[Collected data entries]
○ ○ ○ ○ ○ ○ ○

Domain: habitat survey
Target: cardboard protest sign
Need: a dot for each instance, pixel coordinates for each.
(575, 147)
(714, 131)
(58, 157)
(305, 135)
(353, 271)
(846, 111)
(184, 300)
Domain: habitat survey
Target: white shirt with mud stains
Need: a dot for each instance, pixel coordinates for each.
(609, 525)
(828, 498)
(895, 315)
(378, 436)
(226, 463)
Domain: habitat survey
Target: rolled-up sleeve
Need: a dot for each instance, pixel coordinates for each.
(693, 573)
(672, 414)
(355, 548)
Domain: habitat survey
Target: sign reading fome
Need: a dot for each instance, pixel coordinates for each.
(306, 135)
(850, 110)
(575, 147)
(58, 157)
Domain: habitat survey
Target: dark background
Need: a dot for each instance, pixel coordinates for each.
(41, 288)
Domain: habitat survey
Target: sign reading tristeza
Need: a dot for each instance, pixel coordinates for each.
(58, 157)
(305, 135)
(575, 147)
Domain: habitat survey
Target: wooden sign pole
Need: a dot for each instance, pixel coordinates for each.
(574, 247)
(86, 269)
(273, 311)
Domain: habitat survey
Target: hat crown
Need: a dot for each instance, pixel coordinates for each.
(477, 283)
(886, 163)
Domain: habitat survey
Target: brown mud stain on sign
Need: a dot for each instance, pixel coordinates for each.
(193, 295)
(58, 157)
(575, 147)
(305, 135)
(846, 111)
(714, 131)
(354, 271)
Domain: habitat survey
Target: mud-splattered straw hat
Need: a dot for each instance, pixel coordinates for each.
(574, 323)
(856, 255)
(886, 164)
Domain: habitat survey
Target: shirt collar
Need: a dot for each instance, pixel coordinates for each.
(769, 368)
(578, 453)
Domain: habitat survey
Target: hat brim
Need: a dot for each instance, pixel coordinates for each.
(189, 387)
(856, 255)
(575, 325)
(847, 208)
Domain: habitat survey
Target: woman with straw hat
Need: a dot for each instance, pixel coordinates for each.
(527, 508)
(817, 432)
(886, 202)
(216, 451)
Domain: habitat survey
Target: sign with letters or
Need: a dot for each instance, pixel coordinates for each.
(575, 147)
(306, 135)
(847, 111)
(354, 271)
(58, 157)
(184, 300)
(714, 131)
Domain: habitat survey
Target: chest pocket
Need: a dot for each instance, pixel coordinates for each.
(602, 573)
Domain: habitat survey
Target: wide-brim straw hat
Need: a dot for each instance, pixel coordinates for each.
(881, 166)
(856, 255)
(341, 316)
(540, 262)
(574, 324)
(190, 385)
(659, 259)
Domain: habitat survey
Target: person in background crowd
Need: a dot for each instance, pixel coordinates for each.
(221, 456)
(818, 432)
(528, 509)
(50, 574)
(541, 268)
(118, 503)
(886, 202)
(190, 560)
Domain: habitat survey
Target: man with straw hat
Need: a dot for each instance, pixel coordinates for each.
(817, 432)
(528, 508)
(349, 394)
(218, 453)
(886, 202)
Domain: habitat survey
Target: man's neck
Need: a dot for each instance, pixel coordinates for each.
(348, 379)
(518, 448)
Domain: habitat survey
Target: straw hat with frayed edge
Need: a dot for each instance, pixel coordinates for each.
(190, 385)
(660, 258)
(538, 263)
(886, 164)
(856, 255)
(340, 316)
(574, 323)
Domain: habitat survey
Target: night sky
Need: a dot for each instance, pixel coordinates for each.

○ ○ ○ ○ ○ ○ ○

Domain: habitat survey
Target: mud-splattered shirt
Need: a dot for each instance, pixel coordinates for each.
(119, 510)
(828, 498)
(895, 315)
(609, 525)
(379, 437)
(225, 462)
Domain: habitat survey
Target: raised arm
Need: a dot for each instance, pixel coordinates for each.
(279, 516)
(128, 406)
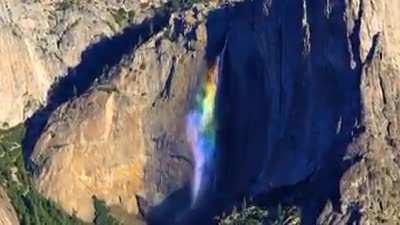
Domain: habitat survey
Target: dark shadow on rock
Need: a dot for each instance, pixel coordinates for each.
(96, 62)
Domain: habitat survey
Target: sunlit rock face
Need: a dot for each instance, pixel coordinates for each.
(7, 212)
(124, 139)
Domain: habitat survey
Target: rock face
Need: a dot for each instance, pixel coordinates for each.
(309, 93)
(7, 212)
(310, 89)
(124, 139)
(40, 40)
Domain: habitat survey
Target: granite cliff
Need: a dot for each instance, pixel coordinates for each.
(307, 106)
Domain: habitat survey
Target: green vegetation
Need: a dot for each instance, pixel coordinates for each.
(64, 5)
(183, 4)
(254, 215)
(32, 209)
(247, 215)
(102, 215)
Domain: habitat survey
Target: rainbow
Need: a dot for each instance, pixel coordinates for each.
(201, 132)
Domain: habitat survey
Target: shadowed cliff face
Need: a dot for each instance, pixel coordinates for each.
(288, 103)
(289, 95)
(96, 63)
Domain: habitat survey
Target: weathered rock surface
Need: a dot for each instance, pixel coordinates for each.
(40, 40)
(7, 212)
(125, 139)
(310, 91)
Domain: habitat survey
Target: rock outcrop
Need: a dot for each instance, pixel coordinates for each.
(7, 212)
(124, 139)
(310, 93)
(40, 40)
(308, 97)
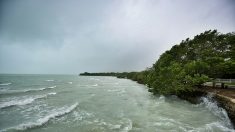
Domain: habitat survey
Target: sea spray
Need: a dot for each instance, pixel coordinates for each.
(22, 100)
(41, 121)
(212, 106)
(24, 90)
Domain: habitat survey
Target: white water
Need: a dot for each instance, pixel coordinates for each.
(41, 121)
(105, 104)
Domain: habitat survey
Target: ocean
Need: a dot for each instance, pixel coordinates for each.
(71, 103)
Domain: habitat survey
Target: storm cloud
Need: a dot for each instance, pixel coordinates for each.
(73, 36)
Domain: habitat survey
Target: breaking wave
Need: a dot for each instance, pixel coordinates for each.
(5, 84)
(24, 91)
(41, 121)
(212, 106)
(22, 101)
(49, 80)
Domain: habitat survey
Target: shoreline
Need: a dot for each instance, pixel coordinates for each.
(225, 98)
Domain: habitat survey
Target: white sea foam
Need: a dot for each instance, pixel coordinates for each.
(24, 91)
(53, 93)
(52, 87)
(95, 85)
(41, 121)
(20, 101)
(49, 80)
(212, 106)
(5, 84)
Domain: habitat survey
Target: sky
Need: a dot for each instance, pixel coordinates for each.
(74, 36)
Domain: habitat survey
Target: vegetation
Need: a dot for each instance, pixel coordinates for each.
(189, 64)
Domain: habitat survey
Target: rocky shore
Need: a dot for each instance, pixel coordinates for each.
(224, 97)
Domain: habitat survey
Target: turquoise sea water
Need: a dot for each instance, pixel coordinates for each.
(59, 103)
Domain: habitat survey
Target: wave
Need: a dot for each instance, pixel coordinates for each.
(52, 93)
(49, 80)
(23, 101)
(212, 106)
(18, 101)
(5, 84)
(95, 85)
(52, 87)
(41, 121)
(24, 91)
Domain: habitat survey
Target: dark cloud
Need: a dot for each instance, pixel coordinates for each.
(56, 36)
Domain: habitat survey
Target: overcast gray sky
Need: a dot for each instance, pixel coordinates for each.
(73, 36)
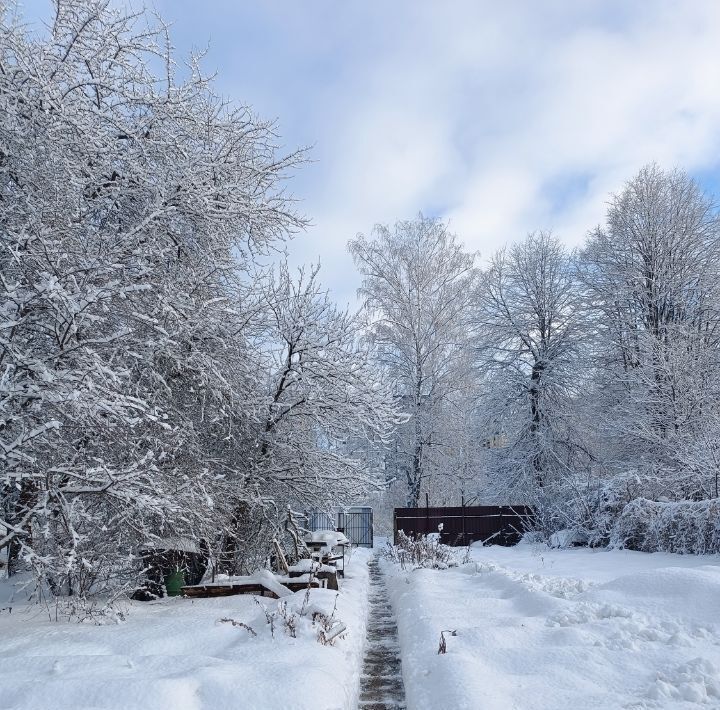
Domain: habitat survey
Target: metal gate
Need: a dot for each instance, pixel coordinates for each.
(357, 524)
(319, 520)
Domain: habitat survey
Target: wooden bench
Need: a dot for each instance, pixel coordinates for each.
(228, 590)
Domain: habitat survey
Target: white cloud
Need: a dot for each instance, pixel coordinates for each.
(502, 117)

○ ○ ○ ○ ○ ○ ○

**Work required**
When a line among the entries contains "shirt", pull that line out.

**Exercise response**
Target: white shirt with mud stains
Target: shirt collar
Target: mud-splattered shirt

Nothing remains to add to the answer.